• **Textauszug**:
◇ ◇ ◇ ◇

Alt und voller Mut – Omas gegen Rechts

Gastbeitrag des Online-Magazins Prinzip Apfelbaum

Wenn in Deutschland gegen Rassismus und Antisemitismus demonstriert wird, sind sie immer häufiger dabei: die „Omas gegen Rechts“. Die älteren Frauen mit ihren Schildern fallen auf, mutig stellen sie sich rechten Aufmärschen entgegen. Zwei von ihnen sind die Erfurterin Gabriele Wölke-Rebhan und die Berlinerin Irmela Mensah-Schramm, die sich sogar „Ehren-Oma“ nennen darf: Sie macht seit 35 Jahren Jagd auf Nazi-Graffiti.

Gleich bei meiner ersten Demo wurde es brenzlig“, erzählt Gabriele Wölke-Rebhan. „Die Nazis standen zu Hunderten auf dem Erfurter Bahnhofsvorplatz. Wir waren zu acht, hatten uns ein paar Meter weiter postiert. Ich trug das erste Mal den ‚Omas gegen Rechts‘-Button am Mantel.“ Plötzlich sei eine Gruppe Rechter sehr nah an sie herangekommen. Die Männer hätten sie verhöhnt und bedroht: „Was wollt ihr alten Schachteln hier? Verpisst euch, sonst setzt es Hiebe.“ Natürlich habe ihr das Angst eingeflößt, sagt die 73-Jährige. „Aber wir sind dort stehengeblieben.

Doch wie kommt man dazu, sich mit über 70 Jahren einem rechten Mob entgegenzustellen? Gabriele Wölke-Rebhan erinnert sich an die Gespräche mit ihrem Sohn. Er lebt in Leipzig, ist Autor und freier Journalist. „Als er immer öfter über Angriffe von Rechten sprach, über Nazis in Justiz und Polizei, habe ich das anfangs relativiert und als Wichtigtuer*innenei abgetan. Später habe ich ihm Abbitte geleistet.“ Da waren vor allem im Osten die Umfragewerte einer bestimmten Partei gestiegen, und ein dazugehöriger Politiker war Dauergast auf den rechten Demos in Erfurt. Tausende brüllten allwöchentlich Parolen gegen Angela Merkel und die Regierung. „Denen darf man nicht die Stadt überlassen. Man muss Haltung zeigen“, sagt Gabriele Wölke-Rebhan.

Die Idee zur „Oma“-Bewegung entstand 2017 in Wien, als sich in Österreich eine Regierungsbeteiligung einer stark rechtsgerichteten Partei abzeichnete. Schnell breitete sich das Bündnis engagierter, älterer Frauen auch in Deutschland aus. Inzwischen sind in über 70 deutschen Städten „Oma“-Gruppen aktiv. Im vergangenen Jahr wurden sie vom Zentralrat der Juden und Jüdinnen mit dem Paul-Spiegel-Preis für Zivilcourage ausgezeichnet.

◇ ◇ ◇ ◇

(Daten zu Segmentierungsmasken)
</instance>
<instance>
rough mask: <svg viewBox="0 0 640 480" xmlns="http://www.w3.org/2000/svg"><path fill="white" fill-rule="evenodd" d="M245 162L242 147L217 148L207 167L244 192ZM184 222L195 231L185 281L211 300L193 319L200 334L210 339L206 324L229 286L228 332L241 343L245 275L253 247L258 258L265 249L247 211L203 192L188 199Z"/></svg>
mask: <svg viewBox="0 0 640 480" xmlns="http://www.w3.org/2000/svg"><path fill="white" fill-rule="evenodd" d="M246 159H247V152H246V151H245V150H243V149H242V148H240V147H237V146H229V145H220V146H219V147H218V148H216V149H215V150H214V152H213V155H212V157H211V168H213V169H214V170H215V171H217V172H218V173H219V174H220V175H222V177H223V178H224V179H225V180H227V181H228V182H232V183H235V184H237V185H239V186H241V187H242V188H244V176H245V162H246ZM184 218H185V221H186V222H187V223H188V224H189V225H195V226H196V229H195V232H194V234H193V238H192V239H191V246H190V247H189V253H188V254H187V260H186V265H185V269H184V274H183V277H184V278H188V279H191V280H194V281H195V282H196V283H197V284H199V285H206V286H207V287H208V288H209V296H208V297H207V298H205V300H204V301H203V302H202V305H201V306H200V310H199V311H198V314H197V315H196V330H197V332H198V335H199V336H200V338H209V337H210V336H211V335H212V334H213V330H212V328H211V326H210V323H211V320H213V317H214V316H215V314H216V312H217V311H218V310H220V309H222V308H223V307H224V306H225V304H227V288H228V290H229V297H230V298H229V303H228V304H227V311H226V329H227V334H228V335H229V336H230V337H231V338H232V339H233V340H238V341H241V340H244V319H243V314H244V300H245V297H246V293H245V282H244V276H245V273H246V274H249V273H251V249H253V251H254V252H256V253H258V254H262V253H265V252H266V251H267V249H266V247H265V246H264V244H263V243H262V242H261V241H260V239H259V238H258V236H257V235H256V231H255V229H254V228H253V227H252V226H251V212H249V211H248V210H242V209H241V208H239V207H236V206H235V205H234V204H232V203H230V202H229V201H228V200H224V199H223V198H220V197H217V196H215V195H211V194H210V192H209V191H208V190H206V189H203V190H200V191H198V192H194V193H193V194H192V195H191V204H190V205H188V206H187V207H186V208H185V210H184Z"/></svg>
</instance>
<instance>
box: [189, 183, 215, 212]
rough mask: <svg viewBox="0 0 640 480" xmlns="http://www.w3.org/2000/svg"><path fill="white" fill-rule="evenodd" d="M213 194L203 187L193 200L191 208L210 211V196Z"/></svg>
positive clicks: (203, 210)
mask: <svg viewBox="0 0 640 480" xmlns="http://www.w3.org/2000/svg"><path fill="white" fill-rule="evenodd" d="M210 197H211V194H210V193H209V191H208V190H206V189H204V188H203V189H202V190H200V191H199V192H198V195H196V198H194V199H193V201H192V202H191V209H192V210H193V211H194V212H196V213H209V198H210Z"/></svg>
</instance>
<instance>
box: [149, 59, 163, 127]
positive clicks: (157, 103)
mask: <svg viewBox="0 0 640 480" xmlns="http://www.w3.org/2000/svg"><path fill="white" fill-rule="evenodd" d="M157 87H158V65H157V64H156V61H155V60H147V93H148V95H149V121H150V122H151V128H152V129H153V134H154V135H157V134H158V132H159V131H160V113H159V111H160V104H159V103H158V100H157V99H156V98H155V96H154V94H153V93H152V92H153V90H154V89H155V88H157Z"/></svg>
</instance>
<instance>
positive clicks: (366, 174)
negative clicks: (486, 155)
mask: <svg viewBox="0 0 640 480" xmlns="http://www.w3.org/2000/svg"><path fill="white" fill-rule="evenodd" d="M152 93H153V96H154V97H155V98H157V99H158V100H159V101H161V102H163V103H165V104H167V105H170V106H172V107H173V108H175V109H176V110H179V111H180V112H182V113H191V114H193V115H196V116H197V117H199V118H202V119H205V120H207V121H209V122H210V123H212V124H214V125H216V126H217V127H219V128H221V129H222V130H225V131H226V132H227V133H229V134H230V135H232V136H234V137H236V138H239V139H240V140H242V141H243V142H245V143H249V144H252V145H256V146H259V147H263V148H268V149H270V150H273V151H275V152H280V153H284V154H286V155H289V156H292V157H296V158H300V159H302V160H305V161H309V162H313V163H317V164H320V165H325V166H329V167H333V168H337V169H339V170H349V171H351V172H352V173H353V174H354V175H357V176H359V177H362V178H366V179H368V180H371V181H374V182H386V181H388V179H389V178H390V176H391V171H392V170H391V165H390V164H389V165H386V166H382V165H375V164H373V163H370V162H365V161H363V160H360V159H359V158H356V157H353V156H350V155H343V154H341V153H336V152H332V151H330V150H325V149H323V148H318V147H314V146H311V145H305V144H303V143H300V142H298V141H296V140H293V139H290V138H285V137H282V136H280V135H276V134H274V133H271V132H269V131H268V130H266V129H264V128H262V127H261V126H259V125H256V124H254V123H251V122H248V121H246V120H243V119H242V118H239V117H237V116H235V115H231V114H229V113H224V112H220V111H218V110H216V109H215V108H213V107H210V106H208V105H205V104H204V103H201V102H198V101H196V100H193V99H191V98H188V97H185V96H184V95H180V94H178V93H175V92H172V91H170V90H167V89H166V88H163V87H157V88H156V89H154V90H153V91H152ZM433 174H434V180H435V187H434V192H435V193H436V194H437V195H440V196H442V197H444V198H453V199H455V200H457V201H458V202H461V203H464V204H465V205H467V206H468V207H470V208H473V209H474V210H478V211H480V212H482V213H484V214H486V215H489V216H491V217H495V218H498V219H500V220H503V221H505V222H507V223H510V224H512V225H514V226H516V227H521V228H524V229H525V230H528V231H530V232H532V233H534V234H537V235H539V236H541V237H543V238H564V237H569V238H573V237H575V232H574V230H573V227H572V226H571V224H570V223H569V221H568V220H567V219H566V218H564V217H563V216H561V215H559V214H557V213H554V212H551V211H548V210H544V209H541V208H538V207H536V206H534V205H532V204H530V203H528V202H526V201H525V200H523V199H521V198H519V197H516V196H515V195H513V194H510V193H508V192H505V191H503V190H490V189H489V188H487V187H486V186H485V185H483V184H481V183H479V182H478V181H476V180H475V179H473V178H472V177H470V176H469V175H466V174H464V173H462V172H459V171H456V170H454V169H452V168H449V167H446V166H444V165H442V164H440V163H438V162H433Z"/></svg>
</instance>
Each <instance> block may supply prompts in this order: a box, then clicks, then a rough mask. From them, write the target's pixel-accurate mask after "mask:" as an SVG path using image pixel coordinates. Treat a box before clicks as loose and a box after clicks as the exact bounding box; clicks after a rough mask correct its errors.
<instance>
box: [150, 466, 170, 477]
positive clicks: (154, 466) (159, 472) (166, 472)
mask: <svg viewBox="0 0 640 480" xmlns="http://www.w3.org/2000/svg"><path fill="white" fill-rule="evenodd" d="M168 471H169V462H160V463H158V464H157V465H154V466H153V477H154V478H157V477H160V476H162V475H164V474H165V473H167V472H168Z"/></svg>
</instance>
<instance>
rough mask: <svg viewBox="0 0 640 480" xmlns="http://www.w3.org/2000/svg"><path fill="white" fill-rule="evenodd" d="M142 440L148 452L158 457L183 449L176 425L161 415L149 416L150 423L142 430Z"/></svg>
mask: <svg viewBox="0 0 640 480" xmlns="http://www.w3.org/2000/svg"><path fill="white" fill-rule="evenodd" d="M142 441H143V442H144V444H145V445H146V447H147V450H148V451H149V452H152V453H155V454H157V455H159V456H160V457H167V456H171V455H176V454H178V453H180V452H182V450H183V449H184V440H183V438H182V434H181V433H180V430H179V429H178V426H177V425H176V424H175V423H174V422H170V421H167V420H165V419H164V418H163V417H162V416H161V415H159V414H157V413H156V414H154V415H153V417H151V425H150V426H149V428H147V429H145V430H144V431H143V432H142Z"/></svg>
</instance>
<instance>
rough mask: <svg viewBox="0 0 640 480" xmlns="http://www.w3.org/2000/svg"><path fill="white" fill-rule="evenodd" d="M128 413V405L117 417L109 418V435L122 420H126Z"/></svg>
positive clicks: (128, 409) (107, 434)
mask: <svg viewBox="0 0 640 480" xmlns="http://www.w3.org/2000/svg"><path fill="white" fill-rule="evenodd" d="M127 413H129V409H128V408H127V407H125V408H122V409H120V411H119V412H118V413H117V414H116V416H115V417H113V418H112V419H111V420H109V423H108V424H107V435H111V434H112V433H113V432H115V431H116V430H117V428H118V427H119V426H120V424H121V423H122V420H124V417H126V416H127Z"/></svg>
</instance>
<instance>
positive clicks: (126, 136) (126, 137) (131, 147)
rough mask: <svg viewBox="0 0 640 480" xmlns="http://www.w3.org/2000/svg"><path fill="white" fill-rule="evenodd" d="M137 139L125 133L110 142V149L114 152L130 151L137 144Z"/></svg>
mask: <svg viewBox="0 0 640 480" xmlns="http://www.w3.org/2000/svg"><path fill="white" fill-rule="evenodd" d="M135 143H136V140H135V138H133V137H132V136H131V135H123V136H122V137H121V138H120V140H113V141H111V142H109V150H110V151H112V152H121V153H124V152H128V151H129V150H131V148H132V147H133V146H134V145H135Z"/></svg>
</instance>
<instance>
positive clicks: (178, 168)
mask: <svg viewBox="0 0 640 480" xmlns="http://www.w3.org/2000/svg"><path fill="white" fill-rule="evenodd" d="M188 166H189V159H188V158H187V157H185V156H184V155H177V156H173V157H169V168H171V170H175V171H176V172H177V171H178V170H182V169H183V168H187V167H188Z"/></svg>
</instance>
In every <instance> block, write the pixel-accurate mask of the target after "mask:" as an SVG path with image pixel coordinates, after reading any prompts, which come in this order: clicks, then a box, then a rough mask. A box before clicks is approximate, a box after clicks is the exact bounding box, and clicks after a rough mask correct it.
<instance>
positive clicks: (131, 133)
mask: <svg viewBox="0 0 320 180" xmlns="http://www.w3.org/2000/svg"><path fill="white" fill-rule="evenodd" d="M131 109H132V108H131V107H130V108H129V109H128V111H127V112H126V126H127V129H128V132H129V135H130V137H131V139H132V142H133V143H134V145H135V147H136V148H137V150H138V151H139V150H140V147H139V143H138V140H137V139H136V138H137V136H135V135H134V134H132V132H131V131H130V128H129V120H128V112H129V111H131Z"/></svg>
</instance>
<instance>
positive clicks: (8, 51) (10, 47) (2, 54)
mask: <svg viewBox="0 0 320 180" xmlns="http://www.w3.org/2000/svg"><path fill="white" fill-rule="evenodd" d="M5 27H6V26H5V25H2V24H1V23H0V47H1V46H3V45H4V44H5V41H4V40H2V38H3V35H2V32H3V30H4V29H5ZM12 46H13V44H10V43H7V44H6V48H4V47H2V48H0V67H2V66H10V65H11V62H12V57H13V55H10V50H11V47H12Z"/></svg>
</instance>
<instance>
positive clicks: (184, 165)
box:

◇ ◇ ◇ ◇

• **Arbeitsauftrag A**: In welchem Jahr und in welcher Stadt entstand nach dem Text über die „Omas gegen Rechts“ die Idee zur „Oma“-Bewegung?
• **Arbeitsauftrag B**: Schreiben Sie aus dem Text über die „Omas gegen Rechts“ den Abschnitt von „Wenn in Deutschland“ bis „Jagd auf Nazi-Graffiti.“ wortgetreu ab.
• **Arbeitsauftrag C**: Schreiben Sie den Text über die „Omas gegen Rechts“ im Anschluss an seinen letzten Satz weiter.

• **Endgültige Lösung A**: Die Idee entstand 2017 in Wien.

• **Endgültige Lösung B**:
Wenn in Deutschland gegen Rassismus und Antisemitismus demonstriert wird, sind sie immer häufiger dabei: die „Omas gegen Rechts“. Die älteren Frauen mit ihren Schildern fallen auf, mutig stellen sie sich rechten Aufmärschen entgegen. Zwei von ihnen sind die Erfurterin Gabriele Wölke-Rebhan und die Berlinerin Irmela Mensah-Schramm, die sich sogar „Ehren-Oma“ nennen darf: Sie macht seit 35 Jahren Jagd auf Nazi-Graffiti.

• **Endgültige Lösung C**:
Auch die Erfurter Gruppe gibt es noch nicht lange. Gabriele Wölke-Rebhan erinnert sich an eines der ersten Treffen im Sommer 2019: wie damals drei Dutzend ihr unbekannte Frauen zusammen saßen – geeint in der Motivation, etwas unternehmen zu wollen gegen das rechte Geschrei, gewillt, ihre Gesichter zu zeigen und in die Öffentlichkeit zu gehen. Auf die erste Demo am Bahnhofsvorplatz folgten weitere. Zum Jahrestag des Attentats auf die Synagoge in Halle im vergangenen Herbst organisierte die Gruppe eine Menschenkette, um die Erfurter Synagoge symbolisch zu schützen. 200 Menschen nahmen daran teil, unter ihnen Ministerpräsident Bodo Ramelow.

Gabriele Wölke-Rebhan ist eine selbstbewusste Frau. Sehr individuell gekleidet, Schwarz und Grau sind ihre bevorzugten Farben, dazu trägt sie modernen Silberschmuck. Die elegante Brille passt zum Outfit, sie schaut dem Gegenüber direkt ins Gesicht. Ihr Name ist in Erfurt ein Begriff. Ein großes Schreibwarengeschäft in der Innenstadt, in dem es besonders feines Papier und edle Füllfederhalter zu kaufen gab. Als junge Frau machte Gabriele Wölke mehrere Berufsabschlüsse und übernahm dann das Geschäft von den Eltern.

„Zuhause ging es bürgerlich zu, die Eltern standen kontra zur DDR. Aber Alternativen boten sie mir nicht.“ So engagierte sie sich da, wo sie es für richtig hielt, zum Beispiel in einer Blockpartei. „Ich wollte nicht nur meckern, ich wollte etwas tun, damit es besser wird in der DDR.“ Doch das Land zerfiel zusehends. Im Herbst 1989 wurde sie von einem Bürger*innenrechtler angesprochen: Ob sie im Bürger*innenkomitee zur Auflösung der Staatssicherheit mitarbeiten wolle? Sie wollte. „Wir haben den Flughafen besetzt, sind in die SED-Bezirkszentrale reinmarschiert. Erst im Nachhinein wurde mir bewusst, dass das nicht ungefährlich gewesen ist.“ Mut aber könne man sich nicht vorher einreden. „Der kommt einfach über einen.“

Nicht tatenlos zusehen, sondern selbst Verantwortung übernehmen, diese Maxime gilt für sie auch heute noch. Einmal im Monat treffen sich die Erfurter „Omas“. Gabriele Wölke-Rebhan ist fast immer dabei: „Hier herrscht keine Hierarchie, kein Zwang. Dafür das Gefühl, in einer Gruppe Gleichgesinnte*r zu sein.“ Im kommenden Mai wollen sie an die Bücherverbrennung der Nationalsozialisten im Jahr 1933 erinnern. Die Frauen haben dazu das Erfurter Jugendtheater Schotte mit ins Boot geholt, sämtliche Innenstadt-Buchhandlungen, die Stadtbibliothek, Kulturvereine und weitere Akteur*innen. „Wir wollen Erinnerungen wachhalten“, sagt Wölke-Rebhan.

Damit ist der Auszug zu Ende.